Source data Block Start
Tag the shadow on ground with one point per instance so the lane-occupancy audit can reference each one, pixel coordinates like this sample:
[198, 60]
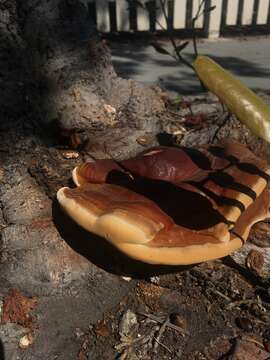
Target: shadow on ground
[140, 61]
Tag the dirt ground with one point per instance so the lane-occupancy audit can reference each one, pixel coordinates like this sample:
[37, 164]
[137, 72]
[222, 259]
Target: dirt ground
[67, 295]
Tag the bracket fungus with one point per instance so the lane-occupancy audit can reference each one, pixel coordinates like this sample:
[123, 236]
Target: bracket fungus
[172, 205]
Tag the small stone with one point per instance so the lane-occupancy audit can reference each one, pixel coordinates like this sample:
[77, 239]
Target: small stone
[128, 324]
[70, 154]
[145, 140]
[1, 307]
[255, 261]
[260, 234]
[244, 323]
[102, 328]
[267, 345]
[76, 94]
[26, 341]
[178, 320]
[2, 174]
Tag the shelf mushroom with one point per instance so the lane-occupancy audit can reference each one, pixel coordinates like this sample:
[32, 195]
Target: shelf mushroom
[172, 205]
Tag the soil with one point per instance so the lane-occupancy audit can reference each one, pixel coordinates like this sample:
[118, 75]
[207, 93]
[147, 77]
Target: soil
[91, 302]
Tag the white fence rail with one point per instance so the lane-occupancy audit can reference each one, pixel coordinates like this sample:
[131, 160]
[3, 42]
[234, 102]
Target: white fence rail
[228, 17]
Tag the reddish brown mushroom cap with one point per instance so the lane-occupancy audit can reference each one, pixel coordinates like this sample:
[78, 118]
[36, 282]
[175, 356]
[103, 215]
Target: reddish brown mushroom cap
[233, 183]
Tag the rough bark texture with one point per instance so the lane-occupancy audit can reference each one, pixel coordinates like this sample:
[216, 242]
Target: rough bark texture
[59, 73]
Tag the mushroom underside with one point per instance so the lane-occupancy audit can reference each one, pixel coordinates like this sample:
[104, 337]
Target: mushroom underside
[170, 221]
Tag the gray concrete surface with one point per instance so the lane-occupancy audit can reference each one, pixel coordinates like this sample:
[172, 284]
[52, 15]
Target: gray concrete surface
[247, 58]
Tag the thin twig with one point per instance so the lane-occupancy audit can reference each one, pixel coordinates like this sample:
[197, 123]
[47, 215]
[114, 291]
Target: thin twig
[226, 118]
[196, 17]
[161, 320]
[180, 58]
[160, 333]
[163, 345]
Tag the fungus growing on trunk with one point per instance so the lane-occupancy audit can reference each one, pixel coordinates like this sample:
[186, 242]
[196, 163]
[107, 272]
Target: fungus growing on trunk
[179, 206]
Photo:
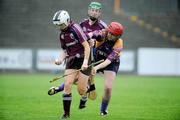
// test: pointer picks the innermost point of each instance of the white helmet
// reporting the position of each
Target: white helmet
(62, 19)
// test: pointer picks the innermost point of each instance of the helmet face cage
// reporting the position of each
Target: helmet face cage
(94, 10)
(112, 37)
(61, 19)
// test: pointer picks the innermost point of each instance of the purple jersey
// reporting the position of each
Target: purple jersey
(71, 39)
(98, 25)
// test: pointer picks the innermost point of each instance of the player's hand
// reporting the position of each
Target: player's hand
Source data Block End
:: Action item ::
If a line in the records above holds the string "picks", copy it.

:: Reply ::
// test: pointer picks the innermost point of each instance of the white helmet
// test: pointer picks the innermost point of each instance of the helmet face cage
// test: pointer picks the innermost point of each instance of the purple jersey
// test: pointer picks the innermost point of each instance of the player's hand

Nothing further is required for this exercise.